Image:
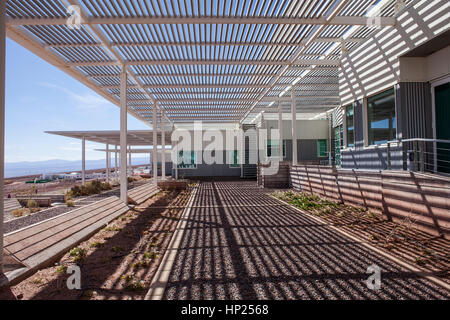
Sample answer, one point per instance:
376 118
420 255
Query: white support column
163 149
175 161
294 127
108 162
123 137
115 162
155 146
280 129
2 121
83 161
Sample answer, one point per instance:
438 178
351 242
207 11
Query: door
442 107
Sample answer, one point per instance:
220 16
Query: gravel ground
264 250
22 222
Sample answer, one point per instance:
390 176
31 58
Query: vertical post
416 156
155 145
241 149
83 161
163 146
115 161
123 137
280 129
108 162
388 156
294 127
175 161
2 120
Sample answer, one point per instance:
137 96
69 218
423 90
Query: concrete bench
142 193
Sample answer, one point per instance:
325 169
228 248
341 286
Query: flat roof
112 137
197 61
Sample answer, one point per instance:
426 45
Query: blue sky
40 97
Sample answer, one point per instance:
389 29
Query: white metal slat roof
198 60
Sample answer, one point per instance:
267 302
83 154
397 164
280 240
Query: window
186 160
272 148
234 159
322 148
381 118
350 121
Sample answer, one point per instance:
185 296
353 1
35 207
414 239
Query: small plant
61 269
116 249
113 228
78 254
133 284
420 261
37 280
151 255
139 264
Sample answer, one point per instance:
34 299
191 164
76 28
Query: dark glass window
381 117
350 121
338 144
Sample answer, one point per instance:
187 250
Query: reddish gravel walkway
239 243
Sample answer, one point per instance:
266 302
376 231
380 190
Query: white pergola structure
112 137
180 61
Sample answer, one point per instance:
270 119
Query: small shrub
139 264
61 269
78 254
116 249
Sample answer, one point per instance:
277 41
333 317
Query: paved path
239 243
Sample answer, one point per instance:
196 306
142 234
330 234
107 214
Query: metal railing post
416 167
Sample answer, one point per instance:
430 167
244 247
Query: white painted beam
340 20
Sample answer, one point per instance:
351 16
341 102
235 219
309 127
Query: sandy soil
120 260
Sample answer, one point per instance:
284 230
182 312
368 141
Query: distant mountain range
20 169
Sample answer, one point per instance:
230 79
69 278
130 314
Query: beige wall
425 69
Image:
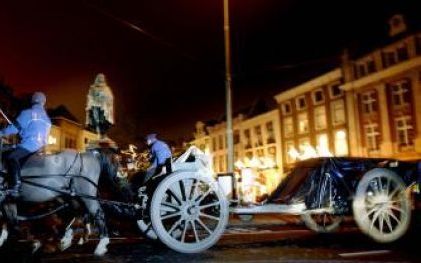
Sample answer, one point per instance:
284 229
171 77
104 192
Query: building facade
314 119
68 134
257 145
383 93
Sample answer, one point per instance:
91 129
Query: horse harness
70 189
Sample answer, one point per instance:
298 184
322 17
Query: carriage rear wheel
189 212
381 206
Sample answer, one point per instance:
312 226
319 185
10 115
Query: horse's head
109 160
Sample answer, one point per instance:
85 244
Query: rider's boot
14 189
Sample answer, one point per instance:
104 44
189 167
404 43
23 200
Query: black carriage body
331 182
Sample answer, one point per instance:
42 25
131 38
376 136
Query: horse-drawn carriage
376 192
186 209
183 206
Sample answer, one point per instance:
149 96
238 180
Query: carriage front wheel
381 207
189 212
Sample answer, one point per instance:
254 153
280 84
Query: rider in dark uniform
33 126
160 156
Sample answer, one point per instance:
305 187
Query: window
270 135
403 53
236 137
318 96
272 153
372 136
337 108
335 91
305 149
259 137
286 108
361 70
247 141
221 163
418 45
400 93
389 58
215 164
288 127
291 153
302 123
320 122
371 66
301 102
322 145
341 143
214 144
404 131
221 142
369 101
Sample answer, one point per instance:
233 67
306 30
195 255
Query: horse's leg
4 234
95 210
87 230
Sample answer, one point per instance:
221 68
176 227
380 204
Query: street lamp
228 92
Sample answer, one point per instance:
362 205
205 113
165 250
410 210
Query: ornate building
100 106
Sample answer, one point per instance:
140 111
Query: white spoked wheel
145 226
381 207
322 223
189 212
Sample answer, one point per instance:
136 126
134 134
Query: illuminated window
302 123
400 93
341 143
369 101
286 108
335 91
272 153
337 108
389 58
270 134
52 140
291 153
259 137
288 127
215 164
404 131
247 139
322 145
221 163
221 142
300 102
372 136
320 118
236 137
402 53
318 96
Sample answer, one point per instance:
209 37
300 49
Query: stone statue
100 106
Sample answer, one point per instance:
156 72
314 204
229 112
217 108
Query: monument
100 107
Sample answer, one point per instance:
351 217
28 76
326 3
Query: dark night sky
173 77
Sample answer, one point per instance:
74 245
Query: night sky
172 74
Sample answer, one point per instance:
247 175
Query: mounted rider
160 156
33 126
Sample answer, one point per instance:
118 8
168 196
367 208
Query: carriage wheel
381 207
322 223
189 212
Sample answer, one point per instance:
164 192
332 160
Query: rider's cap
151 136
39 98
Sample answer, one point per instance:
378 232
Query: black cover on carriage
323 181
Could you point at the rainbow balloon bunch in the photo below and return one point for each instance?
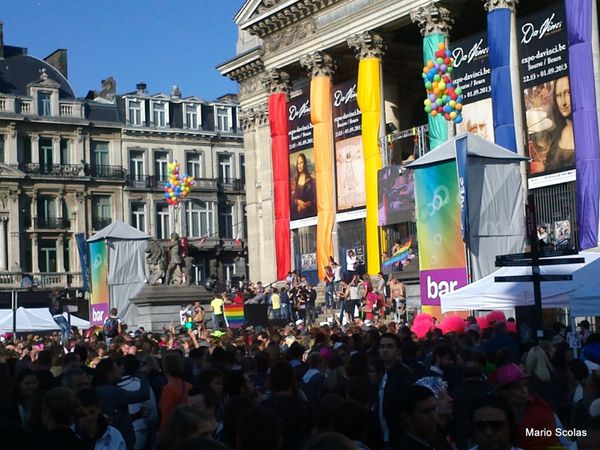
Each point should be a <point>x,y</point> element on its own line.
<point>443,97</point>
<point>178,185</point>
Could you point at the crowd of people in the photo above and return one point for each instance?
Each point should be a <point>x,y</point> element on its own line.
<point>347,298</point>
<point>363,385</point>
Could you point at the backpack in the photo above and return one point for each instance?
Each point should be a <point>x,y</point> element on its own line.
<point>111,327</point>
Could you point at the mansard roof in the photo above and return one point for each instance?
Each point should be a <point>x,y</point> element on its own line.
<point>18,70</point>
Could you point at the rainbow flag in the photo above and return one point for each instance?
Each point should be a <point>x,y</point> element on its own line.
<point>400,255</point>
<point>234,316</point>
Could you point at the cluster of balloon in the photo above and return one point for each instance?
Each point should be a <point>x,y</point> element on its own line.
<point>443,96</point>
<point>178,185</point>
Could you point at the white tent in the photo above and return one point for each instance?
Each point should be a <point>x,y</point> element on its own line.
<point>127,272</point>
<point>488,294</point>
<point>494,198</point>
<point>35,319</point>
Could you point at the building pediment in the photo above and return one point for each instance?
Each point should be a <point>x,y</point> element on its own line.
<point>263,17</point>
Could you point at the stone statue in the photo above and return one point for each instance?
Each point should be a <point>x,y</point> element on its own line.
<point>173,275</point>
<point>188,263</point>
<point>156,258</point>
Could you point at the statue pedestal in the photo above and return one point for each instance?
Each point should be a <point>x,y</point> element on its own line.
<point>158,306</point>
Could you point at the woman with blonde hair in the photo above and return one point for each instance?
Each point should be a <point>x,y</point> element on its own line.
<point>542,377</point>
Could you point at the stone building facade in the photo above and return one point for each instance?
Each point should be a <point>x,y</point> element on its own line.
<point>72,165</point>
<point>276,36</point>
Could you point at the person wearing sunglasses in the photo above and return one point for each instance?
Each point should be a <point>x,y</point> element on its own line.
<point>493,424</point>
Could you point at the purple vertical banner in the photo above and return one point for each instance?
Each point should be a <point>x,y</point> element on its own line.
<point>83,256</point>
<point>461,169</point>
<point>585,123</point>
<point>499,36</point>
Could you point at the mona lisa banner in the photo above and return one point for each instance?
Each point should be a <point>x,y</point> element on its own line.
<point>547,96</point>
<point>281,180</point>
<point>99,272</point>
<point>303,185</point>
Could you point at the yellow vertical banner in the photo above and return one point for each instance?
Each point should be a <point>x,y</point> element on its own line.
<point>321,116</point>
<point>369,102</point>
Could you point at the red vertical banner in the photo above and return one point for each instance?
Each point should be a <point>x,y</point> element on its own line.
<point>278,122</point>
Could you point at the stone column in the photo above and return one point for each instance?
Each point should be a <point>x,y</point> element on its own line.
⁂
■ **O que fazer**:
Formate todas as linhas acima como uma lista numerada, omitindo as linhas em branco. Deixe as imagens fora da resposta.

■ **Resposta**:
1. Image:
2. Sample answer, one point per instance:
3. 376 118
4. 420 255
5. Query: white support column
6. 163 149
7. 175 161
8. 294 127
9. 108 162
10. 123 137
11. 115 162
12. 155 146
13. 280 129
14. 2 121
15. 83 161
16. Sample answer, one point per instance:
17. 438 178
18. 351 242
19. 207 11
20. Query: door
21. 442 107
22. Sample answer, one point per instance:
23. 220 16
24. Query: gravel ground
25. 264 250
26. 22 222
27. Sample answer, one point per instance:
28. 390 176
29. 31 58
30. Query: vertical post
31. 416 156
32. 155 145
33. 241 149
34. 83 161
35. 163 146
36. 115 161
37. 123 137
38. 280 129
39. 108 162
40. 388 156
41. 294 127
42. 175 161
43. 2 120
44. Sample answer, one point per instance:
45. 137 96
46. 69 218
47. 423 90
48. Query: concrete bench
49. 142 193
50. Sample answer, one point per instance:
51. 325 169
52. 228 248
53. 341 286
54. Query: flat roof
55. 112 137
56. 197 61
57. Sample answer, one point per instance:
58. 426 45
59. Query: blue sky
60. 40 97
61. Sample answer, one point per instance:
62. 389 29
63. Query: white metal slat roof
64. 198 60
65. Sample answer, one point per instance:
66. 267 302
67. 83 154
68. 397 164
69. 280 240
70. Query: window
71. 186 160
72. 272 148
73. 234 159
74. 322 148
75. 381 118
76. 350 121
77. Sample answer, one point per instance:
78. 185 296
79. 353 1
80. 35 207
81. 414 239
82. Query: small plant
83. 61 269
84. 116 249
85. 113 228
86. 78 254
87. 133 284
88. 420 261
89. 37 280
90. 151 255
91. 139 264
92. Sample answer, one point per instance:
93. 34 299
94. 191 164
95. 76 28
96. Query: dark glass window
97. 381 117
98. 350 121
99. 338 144
100. Sample answer, one point per instance:
101. 187 250
102. Query: reddish gravel walkway
103. 239 243
104. Sample answer, one point per instance:
105. 266 302
106. 376 231
107. 380 190
108. Query: white pergola structure
109. 112 137
110. 180 61
111. Sample answer, one point per instance:
112. 270 119
113. Query: small shrub
114. 139 264
115. 61 269
116. 78 254
117. 116 249
118. Sample answer, one point per instance:
119. 277 41
120. 333 317
121. Query: paved path
122. 239 243
123. Sample answer, one point per instance:
124. 196 306
125. 142 234
126. 330 234
127. 107 214
128. Query: metal railing post
129. 416 167
130. Sample answer, one point per instance:
131. 430 167
132. 244 247
133. Query: white painted beam
134. 340 20
135. Sample answer, one point per instance:
136. 351 16
137. 341 102
138. 235 219
139. 309 127
140. Query: sandy soil
141. 120 260
142. Sample answer, one point per instance:
143. 284 230
144. 182 312
145. 368 141
146. Query: distant mountain range
147. 20 169
148. Sample answer, one point per instance:
149. 230 79
150. 69 278
151. 130 314
152. Query: beige wall
153. 425 69
154. Image:
155. Sample answer, one point per instance:
156. 284 229
157. 171 77
158. 104 192
159. Query: building facade
160. 314 119
161. 68 134
162. 257 145
163. 383 93
164. Sample answer, one point per instance:
165. 91 129
166. Query: horse harness
167. 70 189
168. Sample answer, one point per instance:
169. 298 184
170. 322 17
171. Query: carriage rear wheel
172. 189 212
173. 381 206
174. Sample answer, one point per instance:
175. 312 226
176. 319 185
177. 10 115
178. Query: horse's head
179. 109 160
180. Sample answer, one point per instance:
181. 85 244
182. Query: rider's boot
183. 14 189
184. Sample answer, one point per instance:
185. 104 44
186. 189 167
187. 404 43
188. 23 200
189. Query: black carriage body
190. 331 182
191. Sample answer, one point per instance:
192. 42 25
193. 131 38
194. 376 136
195. Query: horse-drawn carriage
196. 376 192
197. 186 209
198. 183 206
199. Sample answer, one point per instance:
200. 149 96
201. 238 180
202. Query: carriage front wheel
203. 381 207
204. 189 212
205. Sample answer, one point per instance:
206. 254 153
207. 280 84
208. Query: rider in dark uniform
209. 33 126
210. 160 156
211. Sample answer, one point per instance:
212. 305 187
213. Query: window
214. 270 135
215. 403 53
216. 236 137
217. 318 96
218. 272 153
219. 372 136
220. 337 108
221. 335 91
222. 305 149
223. 259 137
224. 286 108
225. 361 70
226. 247 141
227. 221 163
228. 418 45
229. 400 93
230. 389 58
231. 215 164
232. 288 127
233. 291 153
234. 302 123
235. 320 122
236. 371 66
237. 301 102
238. 322 145
239. 341 143
240. 214 144
241. 404 131
242. 221 142
243. 369 101
244. Sample answer, one point per instance:
245. 233 67
246. 306 30
247. 195 255
248. Query: horse's leg
249. 4 234
250. 95 210
251. 87 230
252. Sample answer, one point per instance:
253. 221 68
254. 176 227
255. 380 204
256. Query: street lamp
257. 228 92
258. Sample answer, one point per instance:
259. 362 205
260. 205 113
261. 165 250
262. 410 210
263. Query: ornate building
264. 100 106
265. Sample answer, one point per instance:
266. 140 111
267. Query: white spoked wheel
268. 145 226
269. 381 207
270. 322 223
271. 189 212
272. Sample answer, one point per instance:
273. 136 126
274. 134 134
275. Query: illuminated window
276. 302 123
277. 400 93
278. 341 143
279. 369 101
280. 286 108
281. 335 91
282. 272 153
283. 337 108
284. 389 58
285. 270 134
286. 52 140
287. 291 153
288. 259 137
289. 288 127
290. 215 164
291. 404 131
292. 247 139
293. 322 145
294. 221 163
295. 221 142
296. 300 102
297. 372 136
298. 320 118
299. 236 137
300. 402 53
301. 318 96
302. Sample answer, one point per instance:
303. 209 37
304. 300 49
305. Query: stone statue
306. 100 106
307. Sample answer, one point per instance:
308. 156 72
309. 314 204
310. 229 112
311. 217 108
312. Query: monument
313. 100 107
314. Sample answer, one point per instance:
315. 351 217
316. 28 76
317. 326 3
318. Query: dark night sky
319. 173 77
320. Sample answer, one point per instance:
321. 74 245
322. Query: night sky
323. 172 74
324. Sample answer, one point per instance:
325. 247 175
326. Query: mounted rider
327. 160 156
328. 33 126
329. Sample answer, one point per instance:
330. 118 8
331. 168 196
332. 367 208
333. Query: carriage wheel
334. 381 207
335. 322 223
336. 189 212
337. Sample answer, one point per instance:
338. 164 192
339. 332 160
340. Query: rider's cap
341. 151 136
342. 39 98
343. Sample answer, one point per instance:
344. 378 232
345. Query: black cover on carriage
346. 323 181
347. Could you point at the rainbow balloon bunch in the photo below and return one point for each instance?
348. Each point should be a <point>x,y</point> element on its own line.
349. <point>443,97</point>
350. <point>178,185</point>
351. Could you point at the crowd of people in the photo above and return one point for each instance?
352. Each point should be a <point>x,y</point> element on its own line.
353. <point>347,298</point>
354. <point>363,385</point>
355. Could you point at the backpack in the photo above and return one point for each instance?
356. Each point should be a <point>x,y</point> element on its own line.
357. <point>111,327</point>
358. Could you point at the mansard roof in the photo above and return one point for each instance?
359. Each point should be a <point>x,y</point> element on its own line.
360. <point>18,70</point>
361. Could you point at the rainbow flag in the photo above and return one point for each instance?
362. Each point should be a <point>x,y</point> element on its own line.
363. <point>400,255</point>
364. <point>234,316</point>
365. Could you point at the cluster of balloon in the photo above and return one point for each instance?
366. Each point should be a <point>x,y</point> element on its own line.
367. <point>443,96</point>
368. <point>178,185</point>
369. Could you point at the white tent in the photo above and return one point for each instance?
370. Each point should be a <point>x,y</point> element on its own line.
371. <point>127,272</point>
372. <point>488,294</point>
373. <point>494,198</point>
374. <point>35,319</point>
375. Could you point at the building pediment in the photo above and return one point for each instance?
376. Each point should be a <point>x,y</point> element on its own line.
377. <point>263,17</point>
378. Could you point at the stone statue in the photo above and return one point for each instance?
379. Each point should be a <point>x,y</point> element on its own line.
380. <point>173,275</point>
381. <point>188,263</point>
382. <point>156,258</point>
383. Could you point at the statue pedestal in the photo above and return one point for each instance?
384. Each point should be a <point>x,y</point> element on its own line.
385. <point>158,306</point>
386. Could you point at the woman with blonde hair in the photo above and return one point for each instance?
387. Each point should be a <point>x,y</point> element on its own line.
388. <point>542,377</point>
389. Could you point at the stone building facade in the photo above and return one point for each instance?
390. Each point should be a <point>x,y</point> element on its own line.
391. <point>72,165</point>
392. <point>276,36</point>
393. Could you point at the person wearing sunglasses in the photo above and return one point for each instance?
394. Each point should be a <point>x,y</point> element on its own line.
395. <point>493,424</point>
396. Could you point at the purple vertical banner in the photo above and return one point for each instance?
397. Each point should be a <point>x,y</point> element on its own line.
398. <point>83,256</point>
399. <point>461,169</point>
400. <point>585,123</point>
401. <point>499,36</point>
402. Could you point at the mona lisa banner in the photo above and return one point for each instance?
403. Each point should be a <point>x,y</point> element on its own line.
404. <point>547,96</point>
405. <point>281,180</point>
406. <point>99,272</point>
407. <point>303,185</point>
408. Could you point at the yellow vertical banner in the photo above and return one point for each instance?
409. Each point should be a <point>x,y</point> element on its own line.
410. <point>321,116</point>
411. <point>369,102</point>
412. Could you point at the red vertical banner in the photo above and return one point for each instance?
413. Each point should be a <point>x,y</point> element on its own line.
414. <point>278,122</point>
415. Could you point at the stone column in the photo above and return one point for each instance?
416. Each point should be a <point>x,y</point> element on its own line.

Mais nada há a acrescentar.